SOURCE:
"""

Studio album by Marduk
- Released: 28 May 2012
- Genre: Black metal
- Length: 54:25
- Label: Century Media
- Producer: Magnus "Devo" Andersson, Marduk

Marduk chronology
| Iron Dawn (2011) | Serpent Sermon (2012) | Frontschwein (2015) |

= Serpent Sermon =

Serpent Sermon is the twelfth studio album by Swedish black metal band Marduk. It was released in North America on 5 June 2012 through Century Media Records on CD, vinyl and digital download. It reached number 44 on the Top Heatseekers Albums chart, selling roughly 800 copies in its first week. Limited edition versions of the album include the bonus track "Coram Satanae", and a limited edition 7" vinyl EP of "Souls for Belial" was also released, featuring a cover of Wovenhand's "Oil On Panel". A music video of "Souls for Belial" was also released on 9 May 2012. The last album to feature drummer Lars Broddesson.

"""

GOAL:
Rewrite everything from "Marduk chronology" down to "drummer Lars Broddesson." in the Serpent Sermon text, using "percussionist" in place of "drummer".

Collected data:
"""

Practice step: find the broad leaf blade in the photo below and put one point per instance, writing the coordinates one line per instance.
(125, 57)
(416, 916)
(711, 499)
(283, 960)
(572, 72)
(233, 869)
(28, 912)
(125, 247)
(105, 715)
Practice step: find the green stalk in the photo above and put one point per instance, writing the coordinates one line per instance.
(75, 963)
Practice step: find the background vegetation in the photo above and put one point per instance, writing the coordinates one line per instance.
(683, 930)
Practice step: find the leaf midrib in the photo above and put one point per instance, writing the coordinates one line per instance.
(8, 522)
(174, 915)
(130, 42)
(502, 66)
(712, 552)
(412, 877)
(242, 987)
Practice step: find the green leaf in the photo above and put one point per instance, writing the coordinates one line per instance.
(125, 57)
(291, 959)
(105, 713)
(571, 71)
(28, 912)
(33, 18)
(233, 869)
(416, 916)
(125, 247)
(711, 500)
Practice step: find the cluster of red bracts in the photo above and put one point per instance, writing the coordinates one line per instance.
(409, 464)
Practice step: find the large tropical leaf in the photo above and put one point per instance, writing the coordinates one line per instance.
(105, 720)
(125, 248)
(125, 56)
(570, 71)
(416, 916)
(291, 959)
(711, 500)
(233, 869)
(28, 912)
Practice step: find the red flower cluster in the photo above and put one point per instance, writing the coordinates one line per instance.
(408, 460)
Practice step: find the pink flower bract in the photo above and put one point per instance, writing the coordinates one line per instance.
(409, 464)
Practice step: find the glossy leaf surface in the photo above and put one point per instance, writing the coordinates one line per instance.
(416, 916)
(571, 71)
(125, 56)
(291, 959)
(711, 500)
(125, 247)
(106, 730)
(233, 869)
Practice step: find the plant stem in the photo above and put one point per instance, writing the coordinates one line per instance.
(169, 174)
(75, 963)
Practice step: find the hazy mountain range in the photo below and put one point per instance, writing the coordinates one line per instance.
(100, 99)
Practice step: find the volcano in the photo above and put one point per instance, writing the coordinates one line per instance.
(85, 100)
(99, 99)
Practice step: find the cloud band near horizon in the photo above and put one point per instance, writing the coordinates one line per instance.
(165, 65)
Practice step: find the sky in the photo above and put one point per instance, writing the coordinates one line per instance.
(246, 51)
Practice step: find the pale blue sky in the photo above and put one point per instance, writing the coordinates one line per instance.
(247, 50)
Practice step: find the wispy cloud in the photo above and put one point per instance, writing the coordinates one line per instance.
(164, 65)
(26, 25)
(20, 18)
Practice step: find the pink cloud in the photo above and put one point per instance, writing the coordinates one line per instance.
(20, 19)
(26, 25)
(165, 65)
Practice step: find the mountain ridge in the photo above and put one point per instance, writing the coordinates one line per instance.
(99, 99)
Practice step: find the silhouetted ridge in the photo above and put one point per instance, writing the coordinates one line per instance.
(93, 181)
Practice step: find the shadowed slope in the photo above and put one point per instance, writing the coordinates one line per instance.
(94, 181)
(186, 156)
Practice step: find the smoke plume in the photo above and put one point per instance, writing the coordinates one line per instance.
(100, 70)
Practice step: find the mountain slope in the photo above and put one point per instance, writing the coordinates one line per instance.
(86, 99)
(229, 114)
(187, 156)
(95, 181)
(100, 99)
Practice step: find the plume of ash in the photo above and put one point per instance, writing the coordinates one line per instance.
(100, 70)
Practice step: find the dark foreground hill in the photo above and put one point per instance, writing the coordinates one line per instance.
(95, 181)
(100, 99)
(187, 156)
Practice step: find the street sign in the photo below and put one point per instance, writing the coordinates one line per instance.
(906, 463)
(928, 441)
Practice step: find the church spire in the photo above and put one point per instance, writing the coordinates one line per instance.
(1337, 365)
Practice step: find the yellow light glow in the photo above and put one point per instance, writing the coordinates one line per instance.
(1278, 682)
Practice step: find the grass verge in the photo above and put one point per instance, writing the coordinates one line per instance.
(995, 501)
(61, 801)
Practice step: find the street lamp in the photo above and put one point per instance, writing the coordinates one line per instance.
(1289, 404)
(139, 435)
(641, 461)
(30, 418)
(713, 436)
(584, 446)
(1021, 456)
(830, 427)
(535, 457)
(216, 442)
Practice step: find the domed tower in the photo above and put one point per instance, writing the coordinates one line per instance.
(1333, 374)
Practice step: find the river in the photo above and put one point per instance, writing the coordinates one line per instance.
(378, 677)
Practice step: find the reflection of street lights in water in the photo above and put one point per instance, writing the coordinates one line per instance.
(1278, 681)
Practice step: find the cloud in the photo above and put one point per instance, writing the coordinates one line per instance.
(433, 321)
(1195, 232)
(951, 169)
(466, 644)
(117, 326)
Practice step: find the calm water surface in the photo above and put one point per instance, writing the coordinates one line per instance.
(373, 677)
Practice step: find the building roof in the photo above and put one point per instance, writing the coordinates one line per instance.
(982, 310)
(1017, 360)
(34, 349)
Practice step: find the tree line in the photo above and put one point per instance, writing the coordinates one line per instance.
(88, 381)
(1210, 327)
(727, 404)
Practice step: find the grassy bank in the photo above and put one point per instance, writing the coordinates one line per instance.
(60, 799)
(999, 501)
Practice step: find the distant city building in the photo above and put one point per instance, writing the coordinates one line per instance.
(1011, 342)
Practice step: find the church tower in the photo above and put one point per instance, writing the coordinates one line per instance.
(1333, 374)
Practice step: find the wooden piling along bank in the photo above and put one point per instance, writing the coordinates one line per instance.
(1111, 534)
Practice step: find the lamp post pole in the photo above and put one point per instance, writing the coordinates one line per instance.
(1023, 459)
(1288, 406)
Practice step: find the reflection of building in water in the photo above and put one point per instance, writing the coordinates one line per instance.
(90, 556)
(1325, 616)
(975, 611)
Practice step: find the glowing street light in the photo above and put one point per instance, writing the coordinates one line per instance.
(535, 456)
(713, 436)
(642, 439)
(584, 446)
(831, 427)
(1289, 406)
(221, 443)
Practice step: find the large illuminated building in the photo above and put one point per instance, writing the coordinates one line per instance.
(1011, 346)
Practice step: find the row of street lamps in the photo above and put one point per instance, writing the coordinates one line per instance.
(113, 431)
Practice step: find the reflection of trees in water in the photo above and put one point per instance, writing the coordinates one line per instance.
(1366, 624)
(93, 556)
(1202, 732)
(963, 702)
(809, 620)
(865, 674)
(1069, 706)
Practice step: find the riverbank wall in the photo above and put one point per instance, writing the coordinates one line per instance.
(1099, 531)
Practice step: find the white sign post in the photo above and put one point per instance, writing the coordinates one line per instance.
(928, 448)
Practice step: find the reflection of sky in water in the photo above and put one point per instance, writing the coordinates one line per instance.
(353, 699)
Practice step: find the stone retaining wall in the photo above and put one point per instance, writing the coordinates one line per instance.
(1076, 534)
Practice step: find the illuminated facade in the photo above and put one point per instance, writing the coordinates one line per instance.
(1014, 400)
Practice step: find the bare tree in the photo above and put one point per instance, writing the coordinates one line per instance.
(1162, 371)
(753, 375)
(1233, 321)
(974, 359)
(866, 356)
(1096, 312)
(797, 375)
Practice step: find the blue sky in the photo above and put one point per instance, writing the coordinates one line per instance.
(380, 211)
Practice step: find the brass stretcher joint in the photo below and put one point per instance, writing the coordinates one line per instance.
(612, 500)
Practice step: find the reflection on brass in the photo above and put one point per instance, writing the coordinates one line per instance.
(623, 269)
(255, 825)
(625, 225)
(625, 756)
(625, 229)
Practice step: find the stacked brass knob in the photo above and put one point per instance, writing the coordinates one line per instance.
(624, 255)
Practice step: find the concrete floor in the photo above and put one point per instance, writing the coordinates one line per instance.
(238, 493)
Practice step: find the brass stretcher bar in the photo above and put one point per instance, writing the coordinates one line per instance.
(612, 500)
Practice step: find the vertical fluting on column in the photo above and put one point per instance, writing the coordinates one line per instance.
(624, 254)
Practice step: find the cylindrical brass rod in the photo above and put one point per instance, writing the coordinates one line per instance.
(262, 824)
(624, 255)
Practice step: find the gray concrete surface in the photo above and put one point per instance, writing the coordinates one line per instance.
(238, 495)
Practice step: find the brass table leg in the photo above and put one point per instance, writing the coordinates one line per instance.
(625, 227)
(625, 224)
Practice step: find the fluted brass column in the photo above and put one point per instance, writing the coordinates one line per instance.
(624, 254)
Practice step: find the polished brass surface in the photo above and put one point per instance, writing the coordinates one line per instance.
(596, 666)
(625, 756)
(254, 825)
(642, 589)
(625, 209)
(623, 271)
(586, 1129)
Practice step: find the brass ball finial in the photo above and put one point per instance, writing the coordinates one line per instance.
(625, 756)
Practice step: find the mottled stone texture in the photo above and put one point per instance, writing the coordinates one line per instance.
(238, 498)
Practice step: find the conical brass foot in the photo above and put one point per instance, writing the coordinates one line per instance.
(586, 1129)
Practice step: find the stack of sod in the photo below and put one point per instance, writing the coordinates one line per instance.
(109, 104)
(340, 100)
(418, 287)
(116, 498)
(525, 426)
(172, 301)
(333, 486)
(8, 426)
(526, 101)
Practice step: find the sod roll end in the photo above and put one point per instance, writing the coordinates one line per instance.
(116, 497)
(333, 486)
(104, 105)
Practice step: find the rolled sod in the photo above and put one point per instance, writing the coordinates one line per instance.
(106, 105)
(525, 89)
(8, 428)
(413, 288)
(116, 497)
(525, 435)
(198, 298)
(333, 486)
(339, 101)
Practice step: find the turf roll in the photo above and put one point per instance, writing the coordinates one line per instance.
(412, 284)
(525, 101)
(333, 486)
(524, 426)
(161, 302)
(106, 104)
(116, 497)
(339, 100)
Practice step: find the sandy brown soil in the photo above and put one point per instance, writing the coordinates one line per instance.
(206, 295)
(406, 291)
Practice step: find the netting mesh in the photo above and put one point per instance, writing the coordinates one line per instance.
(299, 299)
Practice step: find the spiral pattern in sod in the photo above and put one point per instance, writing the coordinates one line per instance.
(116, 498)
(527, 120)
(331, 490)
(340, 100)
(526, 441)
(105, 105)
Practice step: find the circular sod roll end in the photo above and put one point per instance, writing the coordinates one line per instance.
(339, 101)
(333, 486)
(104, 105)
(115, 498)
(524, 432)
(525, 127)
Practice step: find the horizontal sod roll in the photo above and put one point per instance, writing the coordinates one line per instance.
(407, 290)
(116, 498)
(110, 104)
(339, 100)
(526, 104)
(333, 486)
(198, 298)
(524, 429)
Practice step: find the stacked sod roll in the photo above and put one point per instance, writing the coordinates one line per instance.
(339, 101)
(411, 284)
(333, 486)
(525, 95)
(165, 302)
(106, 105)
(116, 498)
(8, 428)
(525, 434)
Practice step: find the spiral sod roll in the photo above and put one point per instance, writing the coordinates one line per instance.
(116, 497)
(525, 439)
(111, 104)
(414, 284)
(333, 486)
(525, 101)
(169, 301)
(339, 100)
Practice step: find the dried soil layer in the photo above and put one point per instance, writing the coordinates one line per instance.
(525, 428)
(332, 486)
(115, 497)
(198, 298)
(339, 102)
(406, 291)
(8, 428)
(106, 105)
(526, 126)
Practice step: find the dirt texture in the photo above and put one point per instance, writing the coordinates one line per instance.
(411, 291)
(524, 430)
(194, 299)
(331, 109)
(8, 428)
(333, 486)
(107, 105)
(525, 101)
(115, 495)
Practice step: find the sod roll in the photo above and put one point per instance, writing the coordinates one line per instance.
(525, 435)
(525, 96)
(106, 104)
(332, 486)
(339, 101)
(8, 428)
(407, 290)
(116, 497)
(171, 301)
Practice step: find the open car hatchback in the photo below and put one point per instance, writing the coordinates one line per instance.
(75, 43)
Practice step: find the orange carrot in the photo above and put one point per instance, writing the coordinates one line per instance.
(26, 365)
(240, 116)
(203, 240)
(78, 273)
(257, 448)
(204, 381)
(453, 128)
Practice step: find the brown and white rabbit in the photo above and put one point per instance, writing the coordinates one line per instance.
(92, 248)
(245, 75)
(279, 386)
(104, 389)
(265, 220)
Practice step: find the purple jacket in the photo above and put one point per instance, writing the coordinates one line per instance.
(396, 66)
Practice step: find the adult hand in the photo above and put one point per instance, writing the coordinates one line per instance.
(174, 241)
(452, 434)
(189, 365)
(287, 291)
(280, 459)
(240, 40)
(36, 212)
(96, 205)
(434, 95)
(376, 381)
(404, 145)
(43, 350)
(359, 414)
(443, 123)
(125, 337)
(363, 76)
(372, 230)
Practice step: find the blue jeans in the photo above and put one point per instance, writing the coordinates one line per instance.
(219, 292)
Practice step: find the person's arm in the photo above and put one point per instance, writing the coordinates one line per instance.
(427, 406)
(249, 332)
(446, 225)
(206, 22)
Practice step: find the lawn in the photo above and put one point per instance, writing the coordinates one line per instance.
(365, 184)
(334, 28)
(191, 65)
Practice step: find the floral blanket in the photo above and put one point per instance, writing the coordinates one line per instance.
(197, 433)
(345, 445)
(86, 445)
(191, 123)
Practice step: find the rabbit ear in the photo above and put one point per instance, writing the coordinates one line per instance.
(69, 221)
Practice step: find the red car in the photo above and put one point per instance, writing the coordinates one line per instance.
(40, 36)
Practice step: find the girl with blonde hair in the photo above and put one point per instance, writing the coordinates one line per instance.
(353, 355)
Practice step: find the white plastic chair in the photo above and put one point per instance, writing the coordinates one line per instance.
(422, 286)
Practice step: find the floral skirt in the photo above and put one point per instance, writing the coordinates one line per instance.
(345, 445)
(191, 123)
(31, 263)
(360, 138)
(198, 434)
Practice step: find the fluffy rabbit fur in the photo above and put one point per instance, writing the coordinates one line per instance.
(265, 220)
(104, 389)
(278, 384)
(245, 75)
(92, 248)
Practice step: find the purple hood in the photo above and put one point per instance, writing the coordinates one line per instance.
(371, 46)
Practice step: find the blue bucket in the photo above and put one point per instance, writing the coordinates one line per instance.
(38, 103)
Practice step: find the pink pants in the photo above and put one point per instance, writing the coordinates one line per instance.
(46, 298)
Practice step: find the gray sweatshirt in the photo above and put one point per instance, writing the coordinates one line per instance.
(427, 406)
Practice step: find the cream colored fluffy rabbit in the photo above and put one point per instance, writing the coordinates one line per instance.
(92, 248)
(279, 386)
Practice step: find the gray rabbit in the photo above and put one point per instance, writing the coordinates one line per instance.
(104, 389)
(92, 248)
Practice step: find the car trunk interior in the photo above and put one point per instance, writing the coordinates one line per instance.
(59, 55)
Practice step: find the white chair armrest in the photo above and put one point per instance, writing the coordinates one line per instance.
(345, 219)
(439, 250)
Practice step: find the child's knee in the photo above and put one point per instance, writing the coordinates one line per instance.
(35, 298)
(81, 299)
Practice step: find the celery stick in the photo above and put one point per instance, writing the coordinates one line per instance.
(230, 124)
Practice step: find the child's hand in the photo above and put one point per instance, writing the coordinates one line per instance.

"""

RESULT FOR THIS EXERCISE:
Marduk chronology
| Iron Dawn (2011) | Serpent Sermon (2012) | Frontschwein (2015) |

= Serpent Sermon =

Serpent Sermon is the twelfth studio album by Swedish black metal band Marduk. It was released in North America on 5 June 2012 through Century Media Records on CD, vinyl and digital download. It reached number 44 on the Top Heatseekers Albums chart, selling roughly 800 copies in its first week. Limited edition versions of the album include the bonus track "Coram Satanae", and a limited edition 7" vinyl EP of "Souls for Belial" was also released, featuring a cover of Wovenhand's "Oil On Panel". A music video of "Souls for Belial" was also released on 9 May 2012. The last album to feature percussionist Lars Broddesson.